**SELECTION**
┌────────
Conditional Normalizing Flow Surrogate for Monte Carlo Prediction of Radiative Properties in Nanoparticle-Embedded Layers
Fahime Seyedheydari, Kevin Conley, and Simo S\"arkk\"a

TL;DR
This paper introduces a probabilistic surrogate model based on conditional normalizing flows for predicting radiative properties in nanoparticle media, providing accurate predictions with uncertainty quantification, trained on Monte Carlo simulation data.
Contribution
The paper develops a novel conditional normalizing flow model that predicts optical properties and their distributions, outperforming traditional neural networks in uncertainty quantification.
└────────
**Records for labeling locations**
┌────────
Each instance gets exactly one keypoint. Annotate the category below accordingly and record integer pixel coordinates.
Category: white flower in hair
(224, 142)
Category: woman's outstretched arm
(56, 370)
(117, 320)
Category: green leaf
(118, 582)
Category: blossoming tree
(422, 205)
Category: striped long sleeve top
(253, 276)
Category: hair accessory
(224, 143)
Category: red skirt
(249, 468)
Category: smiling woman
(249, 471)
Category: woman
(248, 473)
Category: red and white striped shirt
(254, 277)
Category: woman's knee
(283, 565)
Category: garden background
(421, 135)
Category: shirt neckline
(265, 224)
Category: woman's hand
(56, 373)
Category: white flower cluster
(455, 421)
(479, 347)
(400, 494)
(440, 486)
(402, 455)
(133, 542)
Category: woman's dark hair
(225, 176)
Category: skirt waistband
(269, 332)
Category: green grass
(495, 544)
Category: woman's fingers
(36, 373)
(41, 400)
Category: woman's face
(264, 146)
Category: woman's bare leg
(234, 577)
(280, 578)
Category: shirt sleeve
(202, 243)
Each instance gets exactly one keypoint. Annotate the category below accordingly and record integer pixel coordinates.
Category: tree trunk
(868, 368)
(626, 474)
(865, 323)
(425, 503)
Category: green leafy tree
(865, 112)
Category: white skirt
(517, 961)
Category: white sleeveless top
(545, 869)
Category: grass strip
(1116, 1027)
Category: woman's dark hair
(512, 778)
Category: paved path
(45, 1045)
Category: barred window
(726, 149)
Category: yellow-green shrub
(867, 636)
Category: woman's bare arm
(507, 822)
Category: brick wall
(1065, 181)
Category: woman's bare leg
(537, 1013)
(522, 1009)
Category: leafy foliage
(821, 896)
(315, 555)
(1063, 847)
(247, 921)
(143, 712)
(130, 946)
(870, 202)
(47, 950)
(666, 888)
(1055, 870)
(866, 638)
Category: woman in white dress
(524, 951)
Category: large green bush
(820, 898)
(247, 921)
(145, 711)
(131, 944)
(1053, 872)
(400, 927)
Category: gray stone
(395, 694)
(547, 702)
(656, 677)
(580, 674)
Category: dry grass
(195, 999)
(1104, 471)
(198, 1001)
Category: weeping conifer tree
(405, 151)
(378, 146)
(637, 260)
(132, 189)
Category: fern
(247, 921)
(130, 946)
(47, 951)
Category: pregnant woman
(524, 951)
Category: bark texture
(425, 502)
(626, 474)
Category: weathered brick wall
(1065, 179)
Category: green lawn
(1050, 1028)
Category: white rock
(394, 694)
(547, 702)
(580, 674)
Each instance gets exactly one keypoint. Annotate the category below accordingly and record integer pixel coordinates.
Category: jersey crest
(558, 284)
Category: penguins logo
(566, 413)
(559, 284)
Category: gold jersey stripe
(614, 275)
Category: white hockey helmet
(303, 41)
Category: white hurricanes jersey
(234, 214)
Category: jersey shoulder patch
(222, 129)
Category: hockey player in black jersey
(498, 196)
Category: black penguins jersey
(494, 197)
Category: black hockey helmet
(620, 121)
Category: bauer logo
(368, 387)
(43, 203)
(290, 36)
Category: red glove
└────────
**OBJECTIVE**
Decide whether each statement agrees with the paper summary, answering yes or no and quoting the deciding words: (a) The surrogate model is trained on Monte Carlo simulation data. (b) The model predicts only single values of optical properties, without their distributions. (c) The model outperforms traditional neural networks in uncertainty quantification. The records are separate material, unrelated to the paper summary.

**TASK ANSWER**
(a) Yes: "trained on Monte Carlo simulation data."
(b) No: "predicts optical properties and their distributions."
(c) Yes: "outperforming traditional neural networks in uncertainty quantification."